GIVEN PROBLEM:
Render every line of the material below as a JSON list of strings, one string per line, with blank lines left out.

INPUT FOR THIS TASK:

━━━

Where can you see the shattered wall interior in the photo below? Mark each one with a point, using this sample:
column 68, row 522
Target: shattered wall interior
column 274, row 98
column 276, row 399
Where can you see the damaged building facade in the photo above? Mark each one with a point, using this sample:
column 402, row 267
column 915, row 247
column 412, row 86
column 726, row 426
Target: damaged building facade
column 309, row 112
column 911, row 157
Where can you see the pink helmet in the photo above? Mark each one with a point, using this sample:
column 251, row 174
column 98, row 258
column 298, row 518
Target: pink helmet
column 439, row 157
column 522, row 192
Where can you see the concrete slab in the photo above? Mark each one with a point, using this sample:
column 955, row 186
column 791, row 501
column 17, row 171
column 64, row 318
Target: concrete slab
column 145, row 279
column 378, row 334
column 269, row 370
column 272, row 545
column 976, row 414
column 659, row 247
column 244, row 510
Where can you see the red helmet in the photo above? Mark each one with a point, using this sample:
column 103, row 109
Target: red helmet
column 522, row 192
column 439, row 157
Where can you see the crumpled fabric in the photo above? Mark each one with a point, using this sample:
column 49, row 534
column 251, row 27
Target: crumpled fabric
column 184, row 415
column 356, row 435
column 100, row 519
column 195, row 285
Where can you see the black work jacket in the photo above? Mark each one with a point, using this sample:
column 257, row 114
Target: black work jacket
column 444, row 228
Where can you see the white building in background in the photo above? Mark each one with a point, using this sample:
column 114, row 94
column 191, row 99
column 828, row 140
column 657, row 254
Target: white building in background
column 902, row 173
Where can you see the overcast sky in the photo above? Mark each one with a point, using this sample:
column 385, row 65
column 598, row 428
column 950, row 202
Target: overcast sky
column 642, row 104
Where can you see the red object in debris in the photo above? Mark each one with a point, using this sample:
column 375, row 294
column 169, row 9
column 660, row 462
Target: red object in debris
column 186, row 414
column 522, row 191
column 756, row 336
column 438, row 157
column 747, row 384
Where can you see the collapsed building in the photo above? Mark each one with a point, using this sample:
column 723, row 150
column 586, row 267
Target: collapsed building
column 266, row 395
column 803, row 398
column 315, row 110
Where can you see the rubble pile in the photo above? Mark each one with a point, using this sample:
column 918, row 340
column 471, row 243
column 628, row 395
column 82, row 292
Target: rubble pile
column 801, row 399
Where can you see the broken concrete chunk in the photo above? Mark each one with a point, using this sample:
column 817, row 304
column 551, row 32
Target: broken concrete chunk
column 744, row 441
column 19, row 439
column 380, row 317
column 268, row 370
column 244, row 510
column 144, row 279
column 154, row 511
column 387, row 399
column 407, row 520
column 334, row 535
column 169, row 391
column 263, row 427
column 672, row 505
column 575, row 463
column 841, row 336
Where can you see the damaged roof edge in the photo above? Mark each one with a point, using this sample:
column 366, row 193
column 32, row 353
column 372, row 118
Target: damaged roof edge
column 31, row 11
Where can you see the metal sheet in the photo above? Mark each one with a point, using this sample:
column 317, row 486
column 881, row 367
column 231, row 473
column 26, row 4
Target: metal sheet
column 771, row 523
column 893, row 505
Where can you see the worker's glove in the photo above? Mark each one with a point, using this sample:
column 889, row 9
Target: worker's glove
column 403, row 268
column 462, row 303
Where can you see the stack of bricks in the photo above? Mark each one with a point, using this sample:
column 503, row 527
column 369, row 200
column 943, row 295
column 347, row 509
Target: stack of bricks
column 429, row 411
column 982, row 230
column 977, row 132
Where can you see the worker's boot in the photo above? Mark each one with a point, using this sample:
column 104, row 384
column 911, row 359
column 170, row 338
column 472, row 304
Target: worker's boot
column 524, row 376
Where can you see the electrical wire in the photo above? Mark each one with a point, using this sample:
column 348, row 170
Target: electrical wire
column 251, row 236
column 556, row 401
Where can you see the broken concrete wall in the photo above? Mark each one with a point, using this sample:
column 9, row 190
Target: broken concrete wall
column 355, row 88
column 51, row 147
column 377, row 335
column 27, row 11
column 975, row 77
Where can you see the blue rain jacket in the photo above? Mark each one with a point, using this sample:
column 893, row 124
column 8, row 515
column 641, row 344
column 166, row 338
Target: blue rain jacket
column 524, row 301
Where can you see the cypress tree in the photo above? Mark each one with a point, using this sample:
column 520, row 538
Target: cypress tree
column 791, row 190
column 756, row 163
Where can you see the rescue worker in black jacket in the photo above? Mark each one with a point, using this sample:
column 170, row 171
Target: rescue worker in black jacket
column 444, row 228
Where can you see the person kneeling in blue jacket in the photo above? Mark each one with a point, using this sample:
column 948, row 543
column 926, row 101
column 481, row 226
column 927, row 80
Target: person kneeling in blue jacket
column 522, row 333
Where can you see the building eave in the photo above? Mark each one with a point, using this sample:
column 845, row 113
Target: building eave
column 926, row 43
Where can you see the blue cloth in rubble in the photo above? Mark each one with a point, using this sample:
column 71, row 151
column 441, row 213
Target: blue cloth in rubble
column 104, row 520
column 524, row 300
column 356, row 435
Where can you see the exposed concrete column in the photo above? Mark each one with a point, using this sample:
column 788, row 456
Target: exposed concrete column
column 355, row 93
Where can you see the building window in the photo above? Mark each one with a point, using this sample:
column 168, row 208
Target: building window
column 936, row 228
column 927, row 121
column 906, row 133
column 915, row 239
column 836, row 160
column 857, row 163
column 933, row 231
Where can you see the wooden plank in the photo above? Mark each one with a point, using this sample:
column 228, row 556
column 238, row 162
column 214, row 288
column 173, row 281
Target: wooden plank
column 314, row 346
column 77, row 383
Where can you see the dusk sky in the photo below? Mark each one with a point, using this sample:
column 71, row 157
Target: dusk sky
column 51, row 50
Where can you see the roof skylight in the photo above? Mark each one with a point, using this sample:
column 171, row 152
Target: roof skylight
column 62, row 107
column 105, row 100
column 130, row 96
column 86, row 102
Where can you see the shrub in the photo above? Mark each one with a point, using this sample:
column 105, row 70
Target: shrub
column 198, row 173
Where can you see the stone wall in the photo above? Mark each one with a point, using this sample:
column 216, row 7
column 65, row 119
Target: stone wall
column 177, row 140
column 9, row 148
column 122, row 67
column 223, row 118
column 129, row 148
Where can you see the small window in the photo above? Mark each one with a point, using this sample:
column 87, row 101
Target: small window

━━━

CORRECT OUTPUT:
[
  "Where can you see the shattered wall interior in the photo below? Mark each one with a point, using this sample:",
  "column 68, row 522",
  "Target: shattered wall interior",
  "column 274, row 98",
  "column 276, row 399",
  "Where can you see the damaged building facade in the photo above? Mark each one with a point, using this sample:",
  "column 402, row 267",
  "column 915, row 247",
  "column 412, row 86",
  "column 726, row 426",
  "Target: damaged building facade",
  "column 309, row 112",
  "column 911, row 157",
  "Where can you see the pink helmet in the photo above? Mark each one with a point, using this sample:",
  "column 251, row 174",
  "column 98, row 258",
  "column 298, row 518",
  "Target: pink helmet",
  "column 439, row 157",
  "column 522, row 192",
  "Where can you see the concrete slab in the photo above? Mark each one with a point, using this sample:",
  "column 955, row 186",
  "column 791, row 501",
  "column 17, row 171",
  "column 64, row 318",
  "Target: concrete slab",
  "column 145, row 279",
  "column 378, row 334",
  "column 269, row 370",
  "column 272, row 545",
  "column 976, row 414",
  "column 659, row 247",
  "column 244, row 510",
  "Where can you see the red helmet in the photo above? Mark each one with a point, using this sample:",
  "column 103, row 109",
  "Target: red helmet",
  "column 522, row 192",
  "column 439, row 157",
  "Where can you see the crumpled fabric in the photo above? Mark each one with a point, using this sample:",
  "column 49, row 534",
  "column 251, row 27",
  "Target: crumpled fabric",
  "column 184, row 415",
  "column 356, row 435",
  "column 100, row 519",
  "column 195, row 285",
  "Where can you see the black work jacket in the photo above? Mark each one with a point, using this sample:",
  "column 257, row 114",
  "Target: black work jacket",
  "column 444, row 228",
  "Where can you see the white building in background in the photo above? Mark each one with a point, using this sample:",
  "column 114, row 94",
  "column 191, row 99",
  "column 828, row 140",
  "column 657, row 254",
  "Target: white building in background",
  "column 902, row 173",
  "Where can you see the overcast sky in the photo above? Mark each one with a point, using this sample:",
  "column 385, row 65",
  "column 598, row 428",
  "column 950, row 202",
  "Target: overcast sky",
  "column 642, row 104",
  "Where can you see the red object in debris in the photo above? Mark each one with a point, using this sample:",
  "column 375, row 294",
  "column 169, row 9",
  "column 660, row 462",
  "Target: red object in debris",
  "column 186, row 414",
  "column 522, row 191",
  "column 756, row 336",
  "column 438, row 157",
  "column 747, row 384",
  "Where can you see the collapsed building in the photo above? Mark each one with a point, using this sample:",
  "column 723, row 150",
  "column 586, row 267",
  "Target: collapsed building",
  "column 266, row 395",
  "column 803, row 398",
  "column 315, row 110",
  "Where can you see the rubble pile in the photo above? Mark each one with a point, using this sample:",
  "column 918, row 340",
  "column 471, row 243",
  "column 628, row 395",
  "column 82, row 292",
  "Target: rubble pile",
  "column 801, row 399",
  "Where can you see the broken concrete chunk in the photo above? Mark each one with a point, using this sample:",
  "column 817, row 304",
  "column 551, row 32",
  "Target: broken concrete chunk",
  "column 744, row 441",
  "column 19, row 439",
  "column 380, row 317",
  "column 268, row 370",
  "column 244, row 510",
  "column 144, row 279",
  "column 154, row 511",
  "column 387, row 399",
  "column 407, row 520",
  "column 334, row 535",
  "column 169, row 391",
  "column 263, row 427",
  "column 672, row 505",
  "column 575, row 463",
  "column 841, row 336",
  "Where can you see the damaged roof edge in the photo above? Mark each one with a point, using this sample:",
  "column 366, row 193",
  "column 32, row 353",
  "column 372, row 118",
  "Target: damaged roof edge",
  "column 31, row 11",
  "Where can you see the metal sheet in the photo above? Mark each one with a point, using this sample:",
  "column 317, row 486",
  "column 881, row 367",
  "column 231, row 473",
  "column 26, row 4",
  "Target: metal sheet",
  "column 771, row 523",
  "column 893, row 505",
  "Where can you see the worker's glove in the photo above? Mark each one with a point, using this sample:",
  "column 889, row 9",
  "Target: worker's glove",
  "column 403, row 268",
  "column 462, row 303",
  "Where can you see the stack of bricks in the photo above? Mark each one with a point, using this sample:",
  "column 503, row 527",
  "column 369, row 200",
  "column 943, row 295",
  "column 347, row 509",
  "Target: stack of bricks",
  "column 429, row 411",
  "column 982, row 230",
  "column 977, row 132",
  "Where can you see the worker's boot in the photo above? Mark each one with a point, using this sample:",
  "column 104, row 384",
  "column 911, row 359",
  "column 170, row 338",
  "column 472, row 304",
  "Target: worker's boot",
  "column 524, row 376",
  "Where can you see the electrical wire in the photo above? Mark each one with a point, using this sample:",
  "column 348, row 170",
  "Target: electrical wire",
  "column 251, row 236",
  "column 556, row 401",
  "Where can you see the broken concrete wall in the photo above? Mark each one with a point, using this sample:",
  "column 9, row 190",
  "Target: broken concrete wall",
  "column 355, row 88",
  "column 51, row 147",
  "column 377, row 335",
  "column 27, row 11",
  "column 975, row 77",
  "Where can you see the blue rain jacket in the photo above? Mark each one with a point, using this sample:",
  "column 893, row 124",
  "column 8, row 515",
  "column 641, row 344",
  "column 166, row 338",
  "Target: blue rain jacket",
  "column 524, row 301",
  "Where can you see the cypress tree in the photo above? Mark each one with a point, using this sample:",
  "column 520, row 538",
  "Target: cypress tree",
  "column 791, row 190",
  "column 756, row 163",
  "Where can you see the rescue worker in black jacket in the photo above? Mark each one with a point, using this sample:",
  "column 170, row 171",
  "Target: rescue worker in black jacket",
  "column 444, row 228",
  "Where can you see the person kneeling in blue jacket in the photo above? Mark each one with a point, using this sample:",
  "column 948, row 543",
  "column 926, row 101",
  "column 481, row 226",
  "column 927, row 80",
  "Target: person kneeling in blue jacket",
  "column 522, row 333",
  "Where can you see the building eave in the photo above? Mark each one with a point, using this sample:",
  "column 845, row 113",
  "Target: building eave",
  "column 926, row 43",
  "Where can you see the blue cloth in rubble in the photo above? Mark each one with a point, using this sample:",
  "column 71, row 151",
  "column 441, row 213",
  "Target: blue cloth in rubble",
  "column 104, row 520",
  "column 524, row 300",
  "column 356, row 435",
  "Where can you see the exposed concrete column in the photo above? Mark each one with a point, using this sample:",
  "column 788, row 456",
  "Target: exposed concrete column",
  "column 355, row 93",
  "Where can you see the building window in the photo above? Mark each one with a point, using this sample:",
  "column 168, row 208",
  "Target: building window",
  "column 936, row 228",
  "column 927, row 121",
  "column 906, row 133",
  "column 915, row 239",
  "column 836, row 160",
  "column 857, row 163",
  "column 933, row 231",
  "Where can you see the wooden plank in the photo above? Mark each one with a point, using this sample:",
  "column 228, row 556",
  "column 238, row 162",
  "column 214, row 288",
  "column 173, row 281",
  "Target: wooden plank",
  "column 314, row 346",
  "column 77, row 383",
  "Where can you see the dusk sky in the photo below? Mark each one with a point, using this sample:",
  "column 71, row 157",
  "Target: dusk sky",
  "column 51, row 50",
  "Where can you see the roof skylight in the photo above? Mark each one with a point, using this sample:",
  "column 171, row 152",
  "Target: roof skylight",
  "column 62, row 107",
  "column 105, row 100",
  "column 130, row 96",
  "column 86, row 102",
  "Where can you see the shrub in the photo above? Mark each one with a point, using this sample:",
  "column 105, row 70",
  "Target: shrub",
  "column 198, row 173",
  "Where can you see the stone wall in the photo above? Mark each one with a point, using this sample:",
  "column 216, row 7",
  "column 65, row 119",
  "Target: stone wall",
  "column 177, row 140",
  "column 9, row 148",
  "column 122, row 67",
  "column 223, row 118",
  "column 129, row 148",
  "Where can you see the small window in the photo above? Mark each one with a point, using this sample:",
  "column 87, row 101",
  "Target: small window"
]